--- TASK INPUTS ---

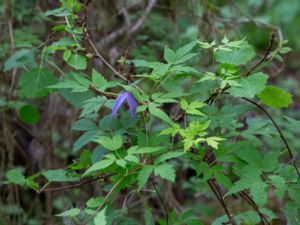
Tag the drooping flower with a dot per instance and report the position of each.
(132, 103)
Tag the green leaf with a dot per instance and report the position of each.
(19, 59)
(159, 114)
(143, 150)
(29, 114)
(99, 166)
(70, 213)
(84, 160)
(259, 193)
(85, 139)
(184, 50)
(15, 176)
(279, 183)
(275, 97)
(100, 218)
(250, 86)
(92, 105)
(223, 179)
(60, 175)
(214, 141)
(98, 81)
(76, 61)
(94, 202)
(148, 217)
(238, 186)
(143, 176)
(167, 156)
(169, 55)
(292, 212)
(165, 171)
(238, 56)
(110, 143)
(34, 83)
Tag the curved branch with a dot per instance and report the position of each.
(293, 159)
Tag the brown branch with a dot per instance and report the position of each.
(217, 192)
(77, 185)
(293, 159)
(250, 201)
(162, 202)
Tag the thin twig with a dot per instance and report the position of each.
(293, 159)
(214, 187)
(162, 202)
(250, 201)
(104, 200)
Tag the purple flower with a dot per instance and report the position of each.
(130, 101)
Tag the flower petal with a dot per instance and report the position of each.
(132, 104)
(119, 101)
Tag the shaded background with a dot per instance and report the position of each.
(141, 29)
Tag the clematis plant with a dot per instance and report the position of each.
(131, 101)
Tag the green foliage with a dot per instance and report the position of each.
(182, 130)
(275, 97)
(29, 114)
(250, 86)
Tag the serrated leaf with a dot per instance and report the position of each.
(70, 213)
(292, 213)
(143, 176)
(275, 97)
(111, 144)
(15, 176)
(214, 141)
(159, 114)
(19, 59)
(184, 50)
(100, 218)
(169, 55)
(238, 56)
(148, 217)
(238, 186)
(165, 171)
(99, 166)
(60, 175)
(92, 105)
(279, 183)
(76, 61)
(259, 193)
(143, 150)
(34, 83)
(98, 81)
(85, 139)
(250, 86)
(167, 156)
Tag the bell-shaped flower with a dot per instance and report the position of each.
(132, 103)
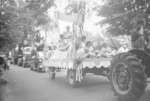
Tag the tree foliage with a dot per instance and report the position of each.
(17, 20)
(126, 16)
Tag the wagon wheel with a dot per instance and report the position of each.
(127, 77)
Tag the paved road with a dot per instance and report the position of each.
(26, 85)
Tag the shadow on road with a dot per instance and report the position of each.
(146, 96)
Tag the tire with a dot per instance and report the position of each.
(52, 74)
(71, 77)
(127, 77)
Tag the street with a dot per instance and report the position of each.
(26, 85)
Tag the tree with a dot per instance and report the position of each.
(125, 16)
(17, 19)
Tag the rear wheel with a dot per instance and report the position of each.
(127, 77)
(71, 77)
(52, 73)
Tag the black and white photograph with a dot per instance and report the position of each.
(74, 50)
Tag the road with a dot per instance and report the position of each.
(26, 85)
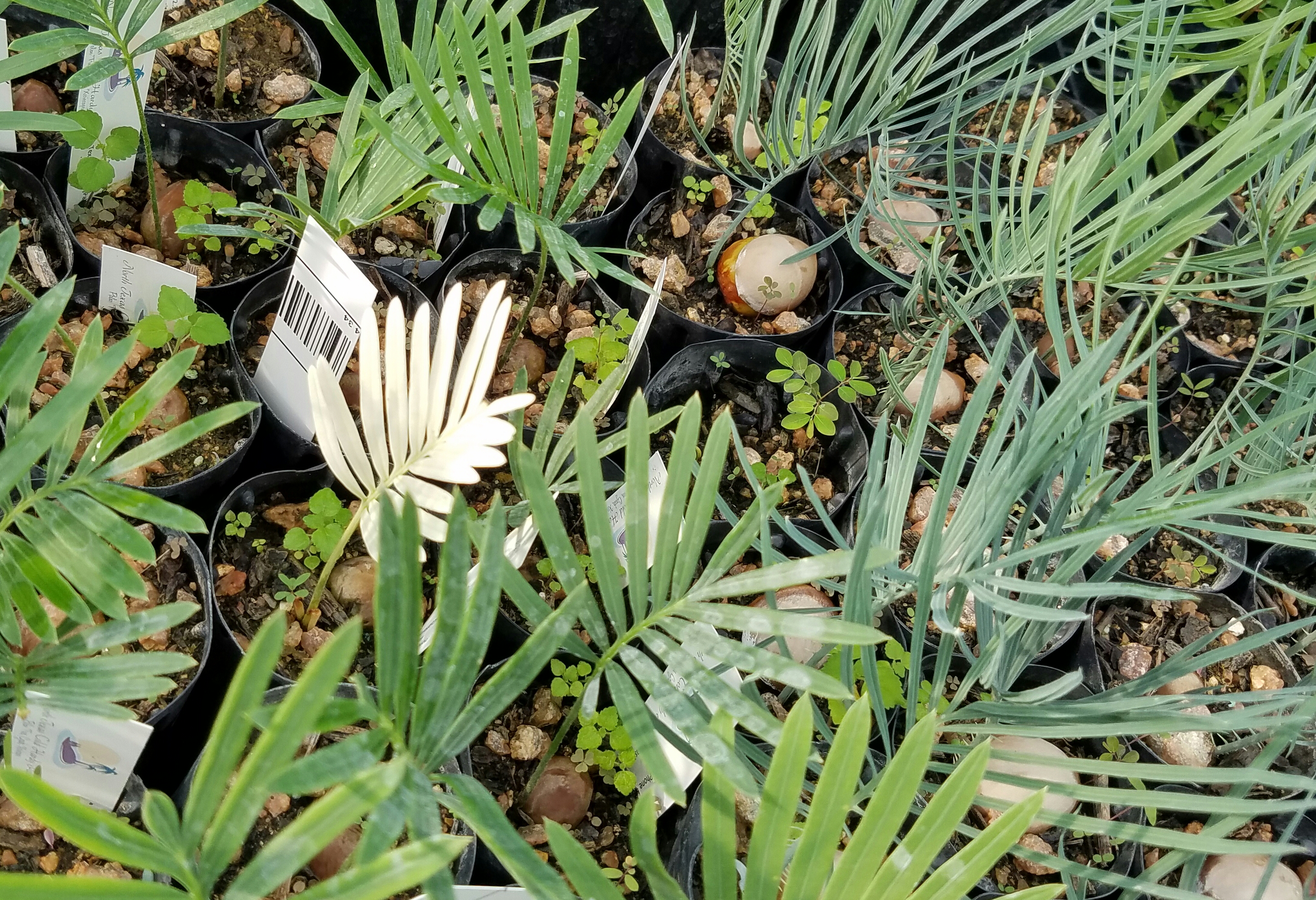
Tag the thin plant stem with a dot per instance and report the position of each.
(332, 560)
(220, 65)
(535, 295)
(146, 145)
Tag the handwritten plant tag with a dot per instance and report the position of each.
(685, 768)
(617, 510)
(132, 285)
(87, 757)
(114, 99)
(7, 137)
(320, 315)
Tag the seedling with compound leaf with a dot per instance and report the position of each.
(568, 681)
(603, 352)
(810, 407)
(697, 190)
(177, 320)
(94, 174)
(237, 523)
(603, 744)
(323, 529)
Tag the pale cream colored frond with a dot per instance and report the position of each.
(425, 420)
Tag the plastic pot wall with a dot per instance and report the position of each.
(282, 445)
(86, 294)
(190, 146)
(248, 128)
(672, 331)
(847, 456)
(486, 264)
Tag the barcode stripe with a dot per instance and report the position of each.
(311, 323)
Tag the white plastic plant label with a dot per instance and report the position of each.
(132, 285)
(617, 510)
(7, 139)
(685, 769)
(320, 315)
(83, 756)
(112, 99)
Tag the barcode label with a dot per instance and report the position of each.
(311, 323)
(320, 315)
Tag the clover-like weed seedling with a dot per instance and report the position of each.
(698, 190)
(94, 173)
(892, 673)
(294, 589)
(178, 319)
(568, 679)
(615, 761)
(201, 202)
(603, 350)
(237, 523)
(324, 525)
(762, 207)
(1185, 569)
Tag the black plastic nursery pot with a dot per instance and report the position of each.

---

CHALLENGE: Rewrite the listing as a numbered list, starting with the line containing "Tag the road" and continuing through the last line of the listing, with both ends included. Leave out blank lines and picture markers.

SOLUTION TO THIS EXERCISE:
1. Tag the road with a dot per instance and report the position of each.
2. (26, 85)
3. Tag the thin plant stem with a dot per instance and report the position of each.
4. (332, 560)
5. (220, 65)
6. (535, 295)
7. (146, 145)
8. Tag the handwritten plant tag with a dot per instance and report the position of each.
9. (685, 768)
10. (617, 510)
11. (132, 285)
12. (87, 757)
13. (114, 99)
14. (7, 137)
15. (320, 315)
16. Tag the seedling with compound leaf with a dot per instance and report the position of each.
17. (568, 681)
18. (603, 352)
19. (810, 407)
20. (697, 190)
21. (177, 320)
22. (94, 174)
23. (237, 523)
24. (603, 744)
25. (323, 529)
26. Tag the pale cream colored frond with a dot per instance and report the position of each.
27. (425, 420)
28. Tag the plastic pot wall with a dot per instance and report the position of each.
29. (282, 445)
30. (86, 294)
31. (190, 146)
32. (248, 128)
33. (672, 331)
34. (847, 456)
35. (486, 264)
36. Tag the barcode stripe with a dot per instance and report the position of each.
37. (311, 323)
38. Tag the white plastic plant label with a dot per instance and report the position of each.
39. (132, 285)
40. (617, 510)
41. (7, 139)
42. (685, 769)
43. (320, 315)
44. (83, 756)
45. (112, 99)
46. Tag the barcode label with a dot per instance and report the position of each.
47. (311, 323)
48. (320, 315)
49. Tag the clover-like weed seedling with a dot per instance and report the position of each.
50. (698, 190)
51. (94, 173)
52. (892, 673)
53. (294, 589)
54. (178, 319)
55. (568, 679)
56. (615, 761)
57. (201, 202)
58. (603, 350)
59. (237, 523)
60. (324, 525)
61. (762, 207)
62. (1185, 569)
63. Tag the black plastic nursery pot with a dot per instance and report the position of each.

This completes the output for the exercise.